● **WHAT THE EXERCISE ASKS**: Collect every line of the listing below that contains the string "machine", and copy each one out in full. Case counts.

● **SOURCE DATA**:
=====

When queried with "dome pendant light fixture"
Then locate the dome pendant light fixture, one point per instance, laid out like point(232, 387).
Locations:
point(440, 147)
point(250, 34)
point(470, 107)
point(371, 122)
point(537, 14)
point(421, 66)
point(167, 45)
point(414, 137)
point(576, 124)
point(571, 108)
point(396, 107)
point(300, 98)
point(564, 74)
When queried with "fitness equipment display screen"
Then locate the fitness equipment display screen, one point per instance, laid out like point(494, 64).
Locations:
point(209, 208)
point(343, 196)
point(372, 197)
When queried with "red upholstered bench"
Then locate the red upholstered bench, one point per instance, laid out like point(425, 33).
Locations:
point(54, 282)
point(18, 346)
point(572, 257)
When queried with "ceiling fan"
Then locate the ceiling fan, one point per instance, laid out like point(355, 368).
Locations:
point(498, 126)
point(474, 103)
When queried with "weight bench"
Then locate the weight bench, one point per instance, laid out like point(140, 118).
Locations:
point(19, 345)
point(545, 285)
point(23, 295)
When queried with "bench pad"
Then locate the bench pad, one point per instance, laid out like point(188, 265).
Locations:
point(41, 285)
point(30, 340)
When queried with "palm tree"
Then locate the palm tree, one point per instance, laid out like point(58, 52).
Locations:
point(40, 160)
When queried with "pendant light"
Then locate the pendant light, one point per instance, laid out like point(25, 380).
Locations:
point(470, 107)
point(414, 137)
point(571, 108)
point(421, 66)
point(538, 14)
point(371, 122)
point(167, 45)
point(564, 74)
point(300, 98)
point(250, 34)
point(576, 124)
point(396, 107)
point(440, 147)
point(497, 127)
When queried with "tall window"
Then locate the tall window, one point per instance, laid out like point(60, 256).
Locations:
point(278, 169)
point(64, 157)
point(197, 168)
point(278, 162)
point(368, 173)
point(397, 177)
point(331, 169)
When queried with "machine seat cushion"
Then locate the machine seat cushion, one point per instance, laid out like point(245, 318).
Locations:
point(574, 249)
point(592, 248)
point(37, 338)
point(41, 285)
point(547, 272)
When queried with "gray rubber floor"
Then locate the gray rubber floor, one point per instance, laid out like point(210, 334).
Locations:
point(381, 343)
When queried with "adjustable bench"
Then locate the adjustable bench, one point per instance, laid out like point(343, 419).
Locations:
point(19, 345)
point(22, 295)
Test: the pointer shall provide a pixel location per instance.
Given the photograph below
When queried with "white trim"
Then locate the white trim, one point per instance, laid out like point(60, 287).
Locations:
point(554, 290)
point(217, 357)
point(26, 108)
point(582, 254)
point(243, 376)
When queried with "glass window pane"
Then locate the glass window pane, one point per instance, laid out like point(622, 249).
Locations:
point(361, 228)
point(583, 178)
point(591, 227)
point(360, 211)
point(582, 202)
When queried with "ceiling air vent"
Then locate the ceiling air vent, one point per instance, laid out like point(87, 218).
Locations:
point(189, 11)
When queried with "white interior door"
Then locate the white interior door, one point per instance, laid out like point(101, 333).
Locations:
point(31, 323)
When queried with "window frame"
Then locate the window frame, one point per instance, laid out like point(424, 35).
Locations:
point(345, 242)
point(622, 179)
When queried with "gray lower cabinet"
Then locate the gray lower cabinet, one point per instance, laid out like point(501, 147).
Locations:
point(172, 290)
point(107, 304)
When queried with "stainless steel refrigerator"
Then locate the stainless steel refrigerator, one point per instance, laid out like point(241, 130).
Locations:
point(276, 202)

=====

● **EXERCISE RESPONSE**:
When queried with "machine seat cushion"
Then locate the machine seat cushion, one point per instance, laid out like point(245, 318).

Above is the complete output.